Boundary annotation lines

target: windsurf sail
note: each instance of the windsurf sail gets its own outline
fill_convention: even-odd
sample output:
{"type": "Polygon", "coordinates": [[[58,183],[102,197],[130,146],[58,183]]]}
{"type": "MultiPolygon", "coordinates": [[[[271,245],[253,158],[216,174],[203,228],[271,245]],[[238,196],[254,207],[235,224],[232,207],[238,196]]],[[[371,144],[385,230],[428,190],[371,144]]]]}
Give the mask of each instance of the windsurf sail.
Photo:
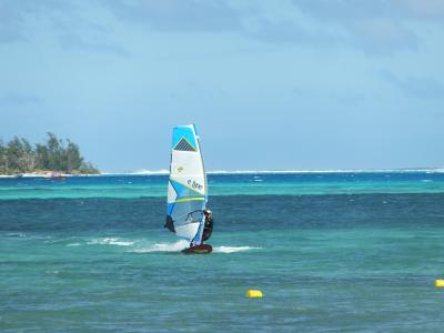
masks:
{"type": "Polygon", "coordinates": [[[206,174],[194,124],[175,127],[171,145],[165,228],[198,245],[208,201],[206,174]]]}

What is being asked → Render the lines above as a two-column CSV with the header line_text,answer and one row per line. Put the line's text and its answer each in a single quoted field with line breaks changed to spaces, and leave out the pictures.

Correct output →
line_text,answer
"target: windsurf sail note: each instance of the windsurf sail gets its own outline fill_convention: even-odd sample output: {""type"": ""Polygon"", ""coordinates"": [[[58,183],[102,197],[130,146],[58,183]]]} {""type"": ""MultiPolygon"", ""coordinates"": [[[[271,245],[253,158],[216,174],[203,228],[271,245]],[[238,196],[254,207],[235,224],[232,207],[238,196]]],[[[371,144],[385,230],[428,190],[371,144]]]]} Give the mask of each instance of the windsurf sail. Photo: masks:","{""type"": ""Polygon"", ""coordinates"": [[[206,174],[194,124],[175,127],[171,145],[165,228],[198,245],[208,201],[206,174]]]}"